=== What is asked ===
Reproduce the items below word for word, starting at the first item and ending with the line that contains "xmin=700 ymin=200 xmax=708 ymax=219", including both ends. Leave the pictures out of your answer.

=== Input data ===
********************

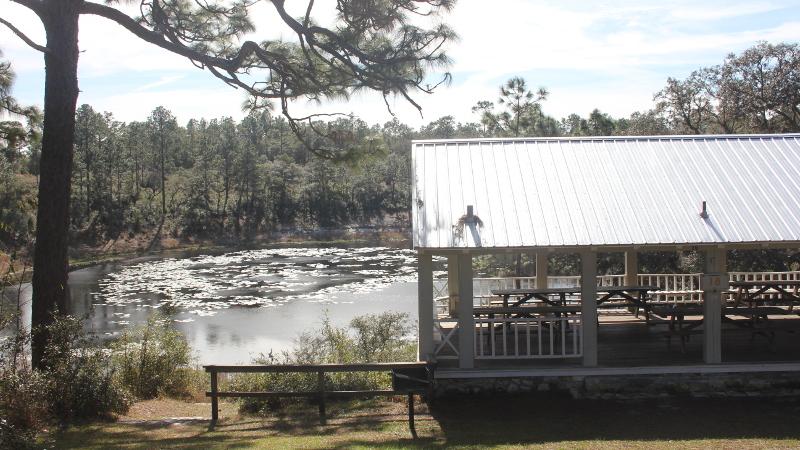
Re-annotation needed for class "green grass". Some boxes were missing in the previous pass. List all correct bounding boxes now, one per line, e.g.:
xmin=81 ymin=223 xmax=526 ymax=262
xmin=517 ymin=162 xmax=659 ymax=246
xmin=46 ymin=395 xmax=800 ymax=449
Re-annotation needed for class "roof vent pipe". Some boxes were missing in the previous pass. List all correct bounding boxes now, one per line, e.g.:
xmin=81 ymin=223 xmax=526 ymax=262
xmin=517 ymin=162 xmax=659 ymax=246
xmin=700 ymin=200 xmax=708 ymax=219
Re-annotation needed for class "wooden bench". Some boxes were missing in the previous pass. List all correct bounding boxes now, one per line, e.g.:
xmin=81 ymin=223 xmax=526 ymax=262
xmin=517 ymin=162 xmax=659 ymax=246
xmin=203 ymin=362 xmax=434 ymax=438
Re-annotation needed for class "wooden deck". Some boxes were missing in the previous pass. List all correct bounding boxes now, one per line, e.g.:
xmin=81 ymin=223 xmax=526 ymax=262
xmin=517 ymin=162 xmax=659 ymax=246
xmin=439 ymin=315 xmax=800 ymax=369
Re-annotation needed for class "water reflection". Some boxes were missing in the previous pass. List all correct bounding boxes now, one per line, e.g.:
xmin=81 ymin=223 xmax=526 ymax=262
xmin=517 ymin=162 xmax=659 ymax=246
xmin=1 ymin=247 xmax=416 ymax=364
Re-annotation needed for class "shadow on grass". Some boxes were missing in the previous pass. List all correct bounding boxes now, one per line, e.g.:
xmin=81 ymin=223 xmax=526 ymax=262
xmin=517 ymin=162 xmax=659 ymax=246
xmin=51 ymin=394 xmax=800 ymax=448
xmin=416 ymin=394 xmax=800 ymax=445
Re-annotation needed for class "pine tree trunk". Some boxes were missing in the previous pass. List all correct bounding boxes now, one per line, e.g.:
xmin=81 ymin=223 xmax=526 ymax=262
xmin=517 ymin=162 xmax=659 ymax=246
xmin=31 ymin=0 xmax=81 ymax=367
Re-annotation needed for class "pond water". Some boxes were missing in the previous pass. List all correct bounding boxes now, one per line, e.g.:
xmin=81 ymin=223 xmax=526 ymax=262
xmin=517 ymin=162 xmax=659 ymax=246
xmin=6 ymin=247 xmax=417 ymax=364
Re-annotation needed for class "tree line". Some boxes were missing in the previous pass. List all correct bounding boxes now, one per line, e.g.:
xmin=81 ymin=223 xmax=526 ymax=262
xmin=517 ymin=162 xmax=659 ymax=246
xmin=0 ymin=43 xmax=800 ymax=251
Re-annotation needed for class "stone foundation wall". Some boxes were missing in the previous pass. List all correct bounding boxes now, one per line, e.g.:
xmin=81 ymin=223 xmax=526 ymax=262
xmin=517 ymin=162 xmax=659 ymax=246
xmin=434 ymin=372 xmax=800 ymax=400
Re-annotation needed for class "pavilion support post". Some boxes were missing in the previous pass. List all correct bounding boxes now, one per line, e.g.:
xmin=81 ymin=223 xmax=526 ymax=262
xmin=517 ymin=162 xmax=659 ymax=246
xmin=458 ymin=254 xmax=475 ymax=369
xmin=447 ymin=255 xmax=458 ymax=317
xmin=625 ymin=248 xmax=639 ymax=286
xmin=581 ymin=251 xmax=597 ymax=367
xmin=417 ymin=252 xmax=433 ymax=361
xmin=536 ymin=252 xmax=547 ymax=289
xmin=702 ymin=248 xmax=728 ymax=364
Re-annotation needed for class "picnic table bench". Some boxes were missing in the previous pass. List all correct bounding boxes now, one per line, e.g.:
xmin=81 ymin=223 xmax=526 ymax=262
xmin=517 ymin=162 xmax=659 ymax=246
xmin=492 ymin=286 xmax=661 ymax=321
xmin=651 ymin=305 xmax=800 ymax=353
xmin=729 ymin=280 xmax=800 ymax=311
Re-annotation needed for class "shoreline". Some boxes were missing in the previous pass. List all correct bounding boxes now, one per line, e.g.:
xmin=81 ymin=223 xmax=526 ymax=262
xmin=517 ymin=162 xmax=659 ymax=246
xmin=0 ymin=226 xmax=411 ymax=285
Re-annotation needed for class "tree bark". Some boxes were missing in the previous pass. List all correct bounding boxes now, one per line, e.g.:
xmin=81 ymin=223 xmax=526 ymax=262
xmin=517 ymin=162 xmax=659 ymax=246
xmin=31 ymin=0 xmax=81 ymax=368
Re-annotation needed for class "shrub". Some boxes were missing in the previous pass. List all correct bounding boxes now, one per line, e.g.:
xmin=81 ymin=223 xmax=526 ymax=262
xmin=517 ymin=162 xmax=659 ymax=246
xmin=40 ymin=316 xmax=131 ymax=422
xmin=111 ymin=317 xmax=202 ymax=399
xmin=0 ymin=317 xmax=130 ymax=448
xmin=230 ymin=312 xmax=416 ymax=412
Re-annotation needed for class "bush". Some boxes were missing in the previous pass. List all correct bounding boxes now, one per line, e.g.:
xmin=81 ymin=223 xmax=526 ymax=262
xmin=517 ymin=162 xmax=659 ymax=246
xmin=111 ymin=317 xmax=202 ymax=399
xmin=41 ymin=316 xmax=131 ymax=422
xmin=0 ymin=366 xmax=44 ymax=448
xmin=0 ymin=316 xmax=130 ymax=448
xmin=230 ymin=312 xmax=416 ymax=413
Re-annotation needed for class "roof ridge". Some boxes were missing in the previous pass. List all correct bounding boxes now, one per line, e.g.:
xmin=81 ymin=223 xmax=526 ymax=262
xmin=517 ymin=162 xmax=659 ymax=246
xmin=411 ymin=133 xmax=800 ymax=144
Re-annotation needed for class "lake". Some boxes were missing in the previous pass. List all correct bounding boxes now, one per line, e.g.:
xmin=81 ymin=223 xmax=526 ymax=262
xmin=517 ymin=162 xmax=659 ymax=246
xmin=1 ymin=247 xmax=417 ymax=364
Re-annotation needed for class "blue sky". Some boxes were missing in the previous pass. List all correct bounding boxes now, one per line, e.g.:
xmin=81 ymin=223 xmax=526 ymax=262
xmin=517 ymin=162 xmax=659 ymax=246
xmin=0 ymin=0 xmax=800 ymax=126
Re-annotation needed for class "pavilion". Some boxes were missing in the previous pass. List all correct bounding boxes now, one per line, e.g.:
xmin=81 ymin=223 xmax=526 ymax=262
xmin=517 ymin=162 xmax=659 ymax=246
xmin=412 ymin=134 xmax=800 ymax=373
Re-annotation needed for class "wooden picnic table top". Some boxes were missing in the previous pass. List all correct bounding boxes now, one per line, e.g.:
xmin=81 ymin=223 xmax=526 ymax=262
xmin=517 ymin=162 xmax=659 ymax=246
xmin=492 ymin=285 xmax=661 ymax=296
xmin=728 ymin=280 xmax=800 ymax=288
xmin=597 ymin=285 xmax=661 ymax=292
xmin=472 ymin=306 xmax=581 ymax=315
xmin=651 ymin=305 xmax=794 ymax=316
xmin=492 ymin=286 xmax=581 ymax=295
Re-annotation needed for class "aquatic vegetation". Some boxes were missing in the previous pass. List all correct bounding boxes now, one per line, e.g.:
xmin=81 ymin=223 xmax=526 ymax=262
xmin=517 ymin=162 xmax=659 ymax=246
xmin=93 ymin=247 xmax=416 ymax=316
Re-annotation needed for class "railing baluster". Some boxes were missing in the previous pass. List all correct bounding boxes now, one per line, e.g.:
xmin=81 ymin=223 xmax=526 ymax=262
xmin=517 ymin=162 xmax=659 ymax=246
xmin=536 ymin=319 xmax=542 ymax=356
xmin=211 ymin=369 xmax=219 ymax=427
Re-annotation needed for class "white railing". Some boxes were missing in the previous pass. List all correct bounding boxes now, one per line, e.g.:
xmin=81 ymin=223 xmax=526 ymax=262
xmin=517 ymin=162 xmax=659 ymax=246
xmin=433 ymin=271 xmax=800 ymax=317
xmin=639 ymin=273 xmax=703 ymax=304
xmin=433 ymin=319 xmax=458 ymax=359
xmin=728 ymin=271 xmax=800 ymax=300
xmin=475 ymin=316 xmax=583 ymax=359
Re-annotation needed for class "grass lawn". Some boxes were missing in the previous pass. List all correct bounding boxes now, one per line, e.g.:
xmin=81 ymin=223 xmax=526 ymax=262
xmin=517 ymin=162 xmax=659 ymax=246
xmin=51 ymin=395 xmax=800 ymax=449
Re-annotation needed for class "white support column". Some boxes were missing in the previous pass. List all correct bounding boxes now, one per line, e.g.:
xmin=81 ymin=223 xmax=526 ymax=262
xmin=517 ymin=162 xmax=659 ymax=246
xmin=581 ymin=251 xmax=597 ymax=367
xmin=625 ymin=248 xmax=639 ymax=286
xmin=536 ymin=251 xmax=547 ymax=289
xmin=447 ymin=255 xmax=458 ymax=317
xmin=458 ymin=254 xmax=475 ymax=369
xmin=701 ymin=248 xmax=728 ymax=364
xmin=417 ymin=252 xmax=433 ymax=361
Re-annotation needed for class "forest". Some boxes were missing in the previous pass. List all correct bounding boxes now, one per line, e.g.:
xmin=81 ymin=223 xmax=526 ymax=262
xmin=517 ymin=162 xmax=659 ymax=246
xmin=0 ymin=43 xmax=800 ymax=260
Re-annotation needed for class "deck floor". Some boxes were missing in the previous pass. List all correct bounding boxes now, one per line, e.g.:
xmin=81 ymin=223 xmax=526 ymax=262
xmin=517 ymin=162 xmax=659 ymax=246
xmin=440 ymin=315 xmax=800 ymax=368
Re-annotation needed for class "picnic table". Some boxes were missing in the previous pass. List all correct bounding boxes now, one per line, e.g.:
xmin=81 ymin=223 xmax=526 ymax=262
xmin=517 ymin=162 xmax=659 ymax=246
xmin=729 ymin=280 xmax=800 ymax=311
xmin=492 ymin=287 xmax=581 ymax=308
xmin=492 ymin=286 xmax=661 ymax=319
xmin=472 ymin=305 xmax=581 ymax=317
xmin=652 ymin=305 xmax=800 ymax=353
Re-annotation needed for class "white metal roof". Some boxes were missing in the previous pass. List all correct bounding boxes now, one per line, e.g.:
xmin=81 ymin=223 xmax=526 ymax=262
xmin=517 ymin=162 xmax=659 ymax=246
xmin=412 ymin=134 xmax=800 ymax=248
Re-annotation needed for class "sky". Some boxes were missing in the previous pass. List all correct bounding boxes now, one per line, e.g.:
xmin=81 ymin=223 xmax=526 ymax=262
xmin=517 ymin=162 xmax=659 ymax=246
xmin=0 ymin=0 xmax=800 ymax=127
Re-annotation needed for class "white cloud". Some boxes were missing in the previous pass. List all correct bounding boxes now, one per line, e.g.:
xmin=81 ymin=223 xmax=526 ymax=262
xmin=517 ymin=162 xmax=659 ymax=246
xmin=135 ymin=75 xmax=186 ymax=92
xmin=0 ymin=0 xmax=800 ymax=126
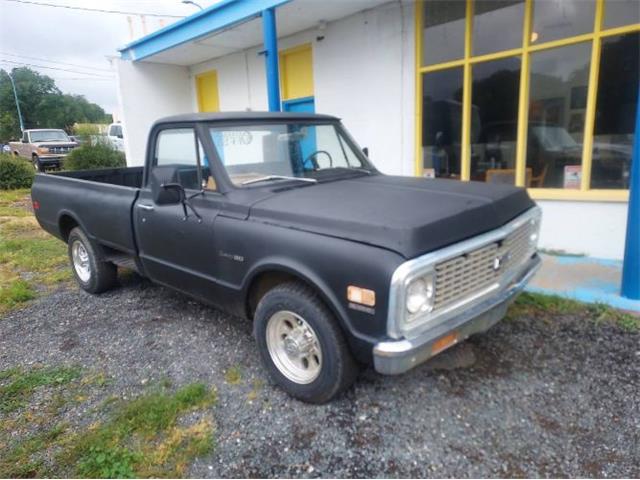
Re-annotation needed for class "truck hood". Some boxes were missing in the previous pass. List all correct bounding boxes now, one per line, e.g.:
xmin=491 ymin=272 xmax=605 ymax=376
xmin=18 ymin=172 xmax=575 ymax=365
xmin=249 ymin=175 xmax=534 ymax=258
xmin=32 ymin=142 xmax=78 ymax=147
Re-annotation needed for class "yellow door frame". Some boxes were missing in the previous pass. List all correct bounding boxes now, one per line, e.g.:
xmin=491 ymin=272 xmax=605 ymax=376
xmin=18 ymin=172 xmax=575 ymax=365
xmin=195 ymin=70 xmax=220 ymax=112
xmin=415 ymin=0 xmax=640 ymax=202
xmin=279 ymin=43 xmax=314 ymax=101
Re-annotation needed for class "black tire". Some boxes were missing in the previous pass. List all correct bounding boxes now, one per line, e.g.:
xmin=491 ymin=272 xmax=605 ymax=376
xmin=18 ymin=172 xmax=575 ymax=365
xmin=253 ymin=282 xmax=358 ymax=404
xmin=67 ymin=227 xmax=118 ymax=293
xmin=31 ymin=155 xmax=44 ymax=172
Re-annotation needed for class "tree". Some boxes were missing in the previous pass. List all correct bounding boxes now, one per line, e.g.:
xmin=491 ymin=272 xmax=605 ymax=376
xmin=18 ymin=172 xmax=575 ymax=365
xmin=0 ymin=67 xmax=111 ymax=142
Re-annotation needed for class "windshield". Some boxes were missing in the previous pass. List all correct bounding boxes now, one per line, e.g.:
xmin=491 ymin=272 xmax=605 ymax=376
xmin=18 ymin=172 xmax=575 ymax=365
xmin=30 ymin=130 xmax=70 ymax=143
xmin=109 ymin=125 xmax=122 ymax=137
xmin=209 ymin=123 xmax=368 ymax=185
xmin=532 ymin=125 xmax=578 ymax=150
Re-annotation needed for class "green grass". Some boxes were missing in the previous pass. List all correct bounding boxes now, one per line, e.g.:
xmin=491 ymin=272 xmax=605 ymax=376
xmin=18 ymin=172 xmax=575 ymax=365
xmin=0 ymin=188 xmax=31 ymax=217
xmin=0 ymin=190 xmax=72 ymax=314
xmin=65 ymin=383 xmax=216 ymax=478
xmin=0 ymin=367 xmax=80 ymax=413
xmin=224 ymin=365 xmax=242 ymax=385
xmin=507 ymin=292 xmax=640 ymax=332
xmin=0 ymin=367 xmax=216 ymax=478
xmin=0 ymin=279 xmax=36 ymax=309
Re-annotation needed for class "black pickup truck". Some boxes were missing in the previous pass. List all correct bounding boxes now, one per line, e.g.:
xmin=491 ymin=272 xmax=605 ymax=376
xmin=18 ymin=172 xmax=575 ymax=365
xmin=32 ymin=112 xmax=540 ymax=403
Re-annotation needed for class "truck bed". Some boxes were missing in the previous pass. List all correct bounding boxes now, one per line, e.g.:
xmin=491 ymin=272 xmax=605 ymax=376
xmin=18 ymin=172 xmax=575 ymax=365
xmin=31 ymin=167 xmax=143 ymax=256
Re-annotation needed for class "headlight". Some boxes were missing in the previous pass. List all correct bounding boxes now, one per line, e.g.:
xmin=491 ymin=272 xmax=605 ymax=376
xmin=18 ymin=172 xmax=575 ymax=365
xmin=406 ymin=275 xmax=436 ymax=322
xmin=529 ymin=216 xmax=540 ymax=251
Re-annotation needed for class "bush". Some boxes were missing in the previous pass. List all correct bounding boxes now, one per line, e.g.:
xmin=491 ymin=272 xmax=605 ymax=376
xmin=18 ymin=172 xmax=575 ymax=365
xmin=0 ymin=153 xmax=35 ymax=190
xmin=64 ymin=143 xmax=127 ymax=170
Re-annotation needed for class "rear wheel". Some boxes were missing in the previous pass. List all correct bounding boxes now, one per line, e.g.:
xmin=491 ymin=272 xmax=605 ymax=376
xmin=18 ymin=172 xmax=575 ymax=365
xmin=254 ymin=283 xmax=358 ymax=403
xmin=68 ymin=227 xmax=118 ymax=293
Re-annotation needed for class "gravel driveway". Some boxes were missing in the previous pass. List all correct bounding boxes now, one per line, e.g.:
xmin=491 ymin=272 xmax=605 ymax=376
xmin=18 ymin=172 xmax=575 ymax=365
xmin=0 ymin=276 xmax=640 ymax=477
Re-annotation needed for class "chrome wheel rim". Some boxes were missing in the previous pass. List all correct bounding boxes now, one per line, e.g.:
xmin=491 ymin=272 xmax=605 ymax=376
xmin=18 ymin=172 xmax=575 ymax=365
xmin=71 ymin=240 xmax=91 ymax=282
xmin=267 ymin=310 xmax=322 ymax=385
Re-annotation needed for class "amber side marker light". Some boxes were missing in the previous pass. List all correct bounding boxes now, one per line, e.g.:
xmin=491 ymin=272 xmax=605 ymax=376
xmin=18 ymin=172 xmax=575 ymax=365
xmin=431 ymin=332 xmax=458 ymax=355
xmin=347 ymin=285 xmax=376 ymax=307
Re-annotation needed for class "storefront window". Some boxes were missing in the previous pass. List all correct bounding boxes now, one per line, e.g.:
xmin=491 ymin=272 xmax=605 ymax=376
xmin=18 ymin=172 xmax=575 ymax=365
xmin=526 ymin=42 xmax=591 ymax=189
xmin=422 ymin=68 xmax=462 ymax=178
xmin=471 ymin=58 xmax=520 ymax=185
xmin=416 ymin=0 xmax=640 ymax=196
xmin=531 ymin=0 xmax=595 ymax=45
xmin=604 ymin=0 xmax=640 ymax=28
xmin=473 ymin=0 xmax=524 ymax=55
xmin=591 ymin=33 xmax=640 ymax=189
xmin=422 ymin=0 xmax=466 ymax=65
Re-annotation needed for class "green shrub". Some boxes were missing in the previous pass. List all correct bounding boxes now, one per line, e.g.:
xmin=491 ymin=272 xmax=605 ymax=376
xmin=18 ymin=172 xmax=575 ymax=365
xmin=64 ymin=142 xmax=126 ymax=170
xmin=0 ymin=153 xmax=35 ymax=190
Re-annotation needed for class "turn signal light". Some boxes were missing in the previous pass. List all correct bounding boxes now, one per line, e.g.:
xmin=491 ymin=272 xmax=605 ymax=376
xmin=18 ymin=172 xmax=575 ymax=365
xmin=347 ymin=285 xmax=376 ymax=307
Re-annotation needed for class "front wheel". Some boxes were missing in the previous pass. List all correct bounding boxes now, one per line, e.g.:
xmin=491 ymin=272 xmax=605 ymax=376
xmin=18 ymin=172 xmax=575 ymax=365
xmin=68 ymin=227 xmax=118 ymax=293
xmin=254 ymin=283 xmax=358 ymax=403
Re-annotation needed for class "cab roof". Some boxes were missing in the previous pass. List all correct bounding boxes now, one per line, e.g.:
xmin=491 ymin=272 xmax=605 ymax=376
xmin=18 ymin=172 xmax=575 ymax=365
xmin=155 ymin=112 xmax=339 ymax=125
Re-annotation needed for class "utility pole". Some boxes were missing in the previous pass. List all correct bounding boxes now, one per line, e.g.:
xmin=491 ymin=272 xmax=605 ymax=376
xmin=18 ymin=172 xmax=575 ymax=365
xmin=6 ymin=72 xmax=24 ymax=133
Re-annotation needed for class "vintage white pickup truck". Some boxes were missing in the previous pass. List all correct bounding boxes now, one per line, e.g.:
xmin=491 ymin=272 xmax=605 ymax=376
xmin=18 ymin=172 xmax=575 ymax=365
xmin=9 ymin=129 xmax=78 ymax=172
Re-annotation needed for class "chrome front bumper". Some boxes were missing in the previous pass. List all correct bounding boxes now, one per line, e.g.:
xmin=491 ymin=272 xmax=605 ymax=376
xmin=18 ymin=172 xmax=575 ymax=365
xmin=373 ymin=254 xmax=540 ymax=375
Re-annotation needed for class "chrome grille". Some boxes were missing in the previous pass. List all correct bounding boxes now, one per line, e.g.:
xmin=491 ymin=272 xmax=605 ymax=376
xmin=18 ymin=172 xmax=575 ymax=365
xmin=49 ymin=147 xmax=73 ymax=154
xmin=434 ymin=222 xmax=532 ymax=309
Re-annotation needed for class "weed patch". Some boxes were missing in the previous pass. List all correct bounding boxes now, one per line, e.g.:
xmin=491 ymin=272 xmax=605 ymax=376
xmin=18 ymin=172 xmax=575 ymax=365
xmin=507 ymin=292 xmax=640 ymax=332
xmin=0 ymin=367 xmax=80 ymax=413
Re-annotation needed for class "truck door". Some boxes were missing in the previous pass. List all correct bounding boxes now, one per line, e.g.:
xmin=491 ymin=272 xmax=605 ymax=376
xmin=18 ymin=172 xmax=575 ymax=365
xmin=133 ymin=125 xmax=226 ymax=299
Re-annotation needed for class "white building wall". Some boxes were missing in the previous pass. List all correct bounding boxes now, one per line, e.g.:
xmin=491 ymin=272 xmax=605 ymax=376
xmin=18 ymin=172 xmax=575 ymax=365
xmin=538 ymin=200 xmax=627 ymax=260
xmin=116 ymin=0 xmax=627 ymax=259
xmin=189 ymin=1 xmax=415 ymax=175
xmin=115 ymin=59 xmax=193 ymax=167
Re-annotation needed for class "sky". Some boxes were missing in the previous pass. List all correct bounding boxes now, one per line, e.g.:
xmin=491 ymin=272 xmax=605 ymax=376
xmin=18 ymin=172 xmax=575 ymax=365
xmin=0 ymin=0 xmax=216 ymax=113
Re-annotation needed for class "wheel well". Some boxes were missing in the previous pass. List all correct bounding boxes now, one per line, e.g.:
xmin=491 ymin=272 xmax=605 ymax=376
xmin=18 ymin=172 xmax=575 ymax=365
xmin=245 ymin=270 xmax=333 ymax=319
xmin=58 ymin=215 xmax=78 ymax=242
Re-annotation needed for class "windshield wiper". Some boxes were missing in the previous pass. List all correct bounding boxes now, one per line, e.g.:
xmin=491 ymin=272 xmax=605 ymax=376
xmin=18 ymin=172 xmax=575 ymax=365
xmin=242 ymin=175 xmax=318 ymax=185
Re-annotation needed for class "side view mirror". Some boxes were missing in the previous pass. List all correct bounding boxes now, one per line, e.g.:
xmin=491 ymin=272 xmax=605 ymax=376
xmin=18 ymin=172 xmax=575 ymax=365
xmin=149 ymin=165 xmax=204 ymax=223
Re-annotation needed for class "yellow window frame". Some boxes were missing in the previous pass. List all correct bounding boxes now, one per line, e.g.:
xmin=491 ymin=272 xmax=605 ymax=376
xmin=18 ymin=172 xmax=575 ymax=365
xmin=415 ymin=0 xmax=640 ymax=202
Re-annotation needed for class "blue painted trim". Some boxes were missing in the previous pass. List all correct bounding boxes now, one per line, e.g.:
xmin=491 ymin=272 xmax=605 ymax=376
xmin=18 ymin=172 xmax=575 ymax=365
xmin=262 ymin=8 xmax=280 ymax=112
xmin=118 ymin=0 xmax=291 ymax=61
xmin=621 ymin=84 xmax=640 ymax=300
xmin=282 ymin=95 xmax=315 ymax=105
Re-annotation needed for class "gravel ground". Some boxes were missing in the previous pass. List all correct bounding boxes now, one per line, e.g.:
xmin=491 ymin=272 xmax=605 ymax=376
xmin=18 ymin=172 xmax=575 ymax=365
xmin=0 ymin=277 xmax=640 ymax=477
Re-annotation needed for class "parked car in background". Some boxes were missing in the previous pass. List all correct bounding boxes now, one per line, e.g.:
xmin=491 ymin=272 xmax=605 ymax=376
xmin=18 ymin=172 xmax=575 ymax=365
xmin=31 ymin=112 xmax=540 ymax=403
xmin=9 ymin=128 xmax=78 ymax=172
xmin=107 ymin=123 xmax=124 ymax=152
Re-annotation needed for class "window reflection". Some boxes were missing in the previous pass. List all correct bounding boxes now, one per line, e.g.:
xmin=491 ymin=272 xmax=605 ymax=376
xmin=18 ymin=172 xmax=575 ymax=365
xmin=604 ymin=0 xmax=640 ymax=28
xmin=471 ymin=57 xmax=520 ymax=185
xmin=422 ymin=0 xmax=466 ymax=65
xmin=422 ymin=68 xmax=462 ymax=178
xmin=473 ymin=0 xmax=524 ymax=55
xmin=591 ymin=33 xmax=640 ymax=188
xmin=527 ymin=42 xmax=591 ymax=189
xmin=531 ymin=0 xmax=595 ymax=43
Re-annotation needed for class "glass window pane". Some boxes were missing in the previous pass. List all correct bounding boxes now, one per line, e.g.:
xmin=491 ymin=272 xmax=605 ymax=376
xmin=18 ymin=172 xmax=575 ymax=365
xmin=422 ymin=0 xmax=466 ymax=65
xmin=473 ymin=0 xmax=524 ymax=55
xmin=603 ymin=0 xmax=640 ymax=28
xmin=591 ymin=33 xmax=640 ymax=188
xmin=526 ymin=42 xmax=591 ymax=188
xmin=422 ymin=68 xmax=463 ymax=178
xmin=471 ymin=57 xmax=520 ymax=185
xmin=531 ymin=0 xmax=595 ymax=43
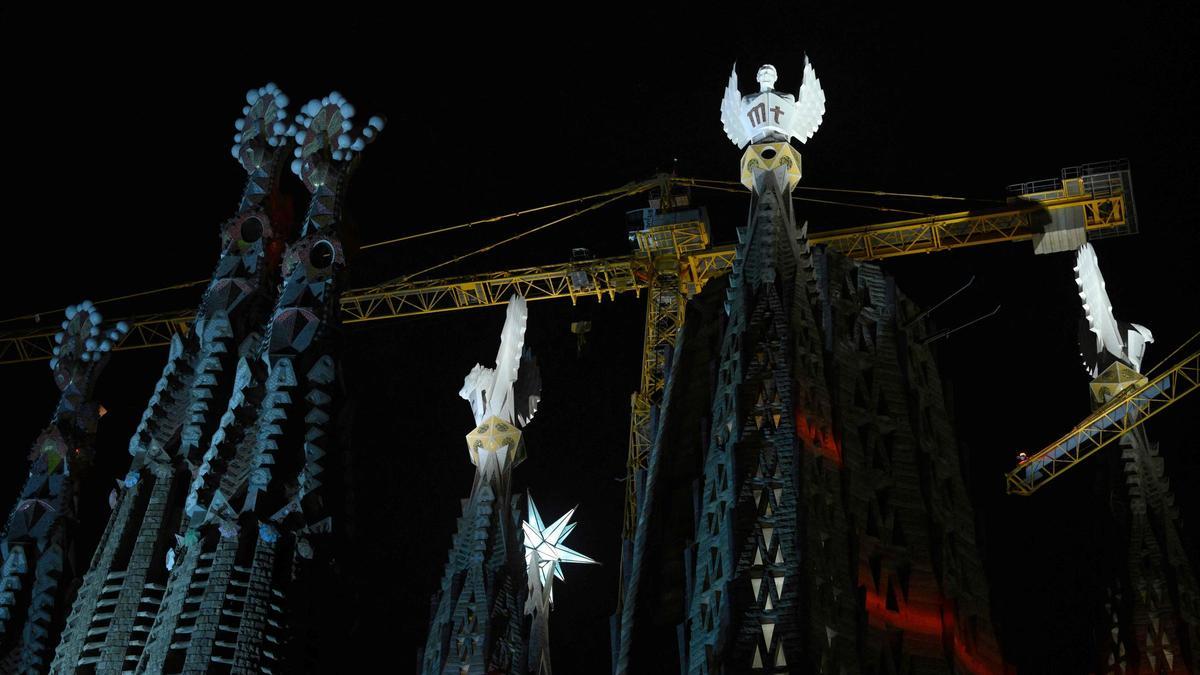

********************

=== Expected output ===
Re-annotation needed for class "green grass". Some boxes were missing in the previous pass. List all correct bounding boxes now, one per line, e.g.:
xmin=81 ymin=223 xmax=526 ymax=262
xmin=517 ymin=162 xmax=659 ymax=246
xmin=46 ymin=395 xmax=800 ymax=449
Re-annotation needed for class "roof vent pipe". Some boxes were missing in the previous pass. List all correct bounding boxes now, one per line, e.g.:
xmin=81 ymin=223 xmax=526 ymax=262
xmin=517 ymin=162 xmax=659 ymax=246
xmin=700 ymin=200 xmax=708 ymax=219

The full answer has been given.